Dataset entries:
━━━━━━━━━━━━━━━━━━━━

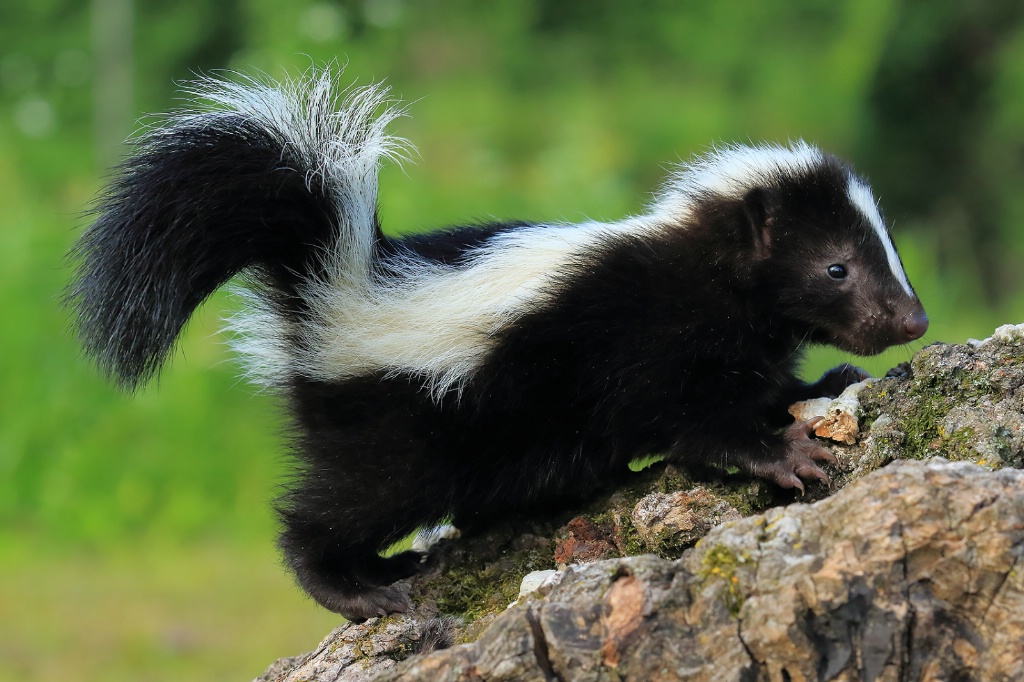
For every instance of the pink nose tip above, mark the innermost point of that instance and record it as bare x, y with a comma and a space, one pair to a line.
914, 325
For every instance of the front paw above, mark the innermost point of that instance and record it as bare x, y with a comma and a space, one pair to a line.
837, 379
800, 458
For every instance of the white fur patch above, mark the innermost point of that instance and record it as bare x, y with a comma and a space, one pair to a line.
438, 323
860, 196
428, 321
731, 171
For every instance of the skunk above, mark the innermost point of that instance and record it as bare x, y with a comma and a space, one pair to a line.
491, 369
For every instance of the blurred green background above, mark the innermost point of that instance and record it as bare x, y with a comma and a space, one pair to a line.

━━━━━━━━━━━━━━━━━━━━

SHORT PROBLEM: Rewrite the lines above, swapping "innermost point" for "central point" everywhere and changing nothing else. Omit the pictures from your answer.

EXERCISE OUTPUT:
For every instance of the pink nose tip above, mark the central point of that instance and record it as bare x, y with a comma and a space, one pair to a line.
914, 325
For every instance of the front paw above, mark the central point of that instance and record it as bare x, y with a comma and a space, one pair to a line.
837, 379
800, 458
For every instance of the white fur patch above, mark the central point of that instance and record it as bare x, y with a comma and a space, one pair to a line.
438, 323
860, 196
428, 321
731, 171
For every instance of the skunk above, mark the central point of that instance and record it as bare x, y with a comma and a space, one pair to a line.
491, 369
For every instance of the blurred green background above, mark the central point of that instance and record it as bare x, y with a comma and a space, one pair to a line.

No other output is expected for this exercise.